====== Exercise passage
What are you gonna do when your airline Tango Uniforms?

Try to find another job here and if that doesn't work I'll take my Dash-8 type rating and flee to another country where I'll perversely be paid better anyway probably!
 
Putting the ugly, ugly side of prof aviation - furloughs and layoffs - aside for a second...

My roommate has a new professional level job. The dude leaves for work at 6:30am, doesn't get back until around 9:30p. 5 days a week, and sometimes does biz meetings on the weekends. He's about the same age as I am, college education, etc.

Don't know how much he makes, but I'd be surprised if it's much more than what I'm pulling as a 2nd year regional FO. Last month I had 18 days off and used my benefits to go to Israel and Ireland for next to nothing. I think he had something like 6 days off.

Work sucks. But I think it could be a lot worse. For some workers abroad, work IS their life. They put in 14hr days, 7 days a week, and make hardly anything in USD. Made me feel all the lazier talking to them.
============
====== Dataset content
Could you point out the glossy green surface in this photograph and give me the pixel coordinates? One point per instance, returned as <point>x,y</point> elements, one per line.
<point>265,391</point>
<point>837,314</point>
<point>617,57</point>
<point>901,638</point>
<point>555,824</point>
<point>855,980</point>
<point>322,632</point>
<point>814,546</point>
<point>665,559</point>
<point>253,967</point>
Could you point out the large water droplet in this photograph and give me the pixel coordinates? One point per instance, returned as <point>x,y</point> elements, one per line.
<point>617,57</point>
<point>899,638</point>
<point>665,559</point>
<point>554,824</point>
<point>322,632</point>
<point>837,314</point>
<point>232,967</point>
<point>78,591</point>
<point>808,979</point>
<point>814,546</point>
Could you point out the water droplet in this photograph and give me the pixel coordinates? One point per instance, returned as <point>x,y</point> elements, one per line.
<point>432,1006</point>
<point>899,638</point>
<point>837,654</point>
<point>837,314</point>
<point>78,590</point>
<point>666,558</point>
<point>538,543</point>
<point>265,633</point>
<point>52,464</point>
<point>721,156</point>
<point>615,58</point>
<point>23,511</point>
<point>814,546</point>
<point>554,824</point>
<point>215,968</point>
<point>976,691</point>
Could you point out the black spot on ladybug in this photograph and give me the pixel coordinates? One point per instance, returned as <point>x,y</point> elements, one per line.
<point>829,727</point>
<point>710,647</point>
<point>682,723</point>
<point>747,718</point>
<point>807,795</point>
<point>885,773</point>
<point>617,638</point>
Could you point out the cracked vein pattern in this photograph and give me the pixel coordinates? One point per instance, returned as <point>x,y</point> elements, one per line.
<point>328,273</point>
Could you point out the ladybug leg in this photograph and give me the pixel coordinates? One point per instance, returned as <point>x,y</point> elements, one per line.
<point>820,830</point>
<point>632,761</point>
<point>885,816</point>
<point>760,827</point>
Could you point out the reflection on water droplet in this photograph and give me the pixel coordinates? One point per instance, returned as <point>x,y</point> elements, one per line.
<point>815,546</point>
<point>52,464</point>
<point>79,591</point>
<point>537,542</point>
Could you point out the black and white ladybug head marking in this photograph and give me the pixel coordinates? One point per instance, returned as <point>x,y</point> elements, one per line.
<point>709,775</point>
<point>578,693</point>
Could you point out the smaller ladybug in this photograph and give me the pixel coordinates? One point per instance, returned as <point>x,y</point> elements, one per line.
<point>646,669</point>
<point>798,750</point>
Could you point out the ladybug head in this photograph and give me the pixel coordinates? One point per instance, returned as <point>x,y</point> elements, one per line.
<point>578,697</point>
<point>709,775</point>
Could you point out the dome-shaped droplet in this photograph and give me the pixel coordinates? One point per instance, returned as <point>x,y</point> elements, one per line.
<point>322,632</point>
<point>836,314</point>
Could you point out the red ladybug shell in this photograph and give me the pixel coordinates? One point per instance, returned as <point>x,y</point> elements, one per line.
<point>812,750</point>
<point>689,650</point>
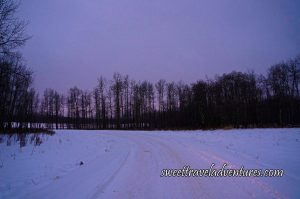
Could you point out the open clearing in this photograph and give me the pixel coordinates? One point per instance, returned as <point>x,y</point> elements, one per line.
<point>128,164</point>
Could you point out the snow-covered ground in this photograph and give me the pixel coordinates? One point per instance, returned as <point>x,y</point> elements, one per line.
<point>128,164</point>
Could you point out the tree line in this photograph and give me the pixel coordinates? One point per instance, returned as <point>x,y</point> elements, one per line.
<point>235,99</point>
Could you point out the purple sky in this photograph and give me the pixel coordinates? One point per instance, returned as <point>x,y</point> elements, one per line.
<point>76,41</point>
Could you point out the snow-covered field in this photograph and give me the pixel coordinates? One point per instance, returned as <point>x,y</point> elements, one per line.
<point>128,164</point>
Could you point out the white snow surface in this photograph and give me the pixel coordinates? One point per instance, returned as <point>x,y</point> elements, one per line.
<point>128,164</point>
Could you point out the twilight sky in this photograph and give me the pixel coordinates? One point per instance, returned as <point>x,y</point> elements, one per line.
<point>76,41</point>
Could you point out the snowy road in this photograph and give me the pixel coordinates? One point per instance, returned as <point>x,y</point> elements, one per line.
<point>124,164</point>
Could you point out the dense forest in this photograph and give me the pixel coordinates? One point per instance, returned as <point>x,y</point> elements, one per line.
<point>236,99</point>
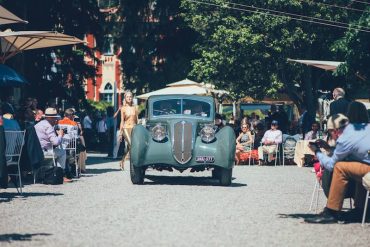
============
_Task list_
1 - Do these statements agree with the forum post? Answer yes or no for each, and quote the words that decide it.
(a) The writer's roommate leaves for work at 6:30am.
(b) The writer went to Israel and Italy last month.
(c) The writer is a second-year regional FO.
2 - According to the forum post, how many days off did the writer have last month?
3 - Output the forum post from "Don't know how" up to and including "6 days off.".

_Solution list_
1 -
(a) Yes: "The dude leaves for work at 6:30am"
(b) No: "go to Israel and Ireland for next to nothing"
(c) Yes: "what I'm pulling as a 2nd year regional FO"

2 - 18 days off.

3 -
Don't know how much he makes, but I'd be surprised if it's much more than what I'm pulling as a 2nd year regional FO. Last month I had 18 days off and used my benefits to go to Israel and Ireland for next to nothing. I think he had something like 6 days off.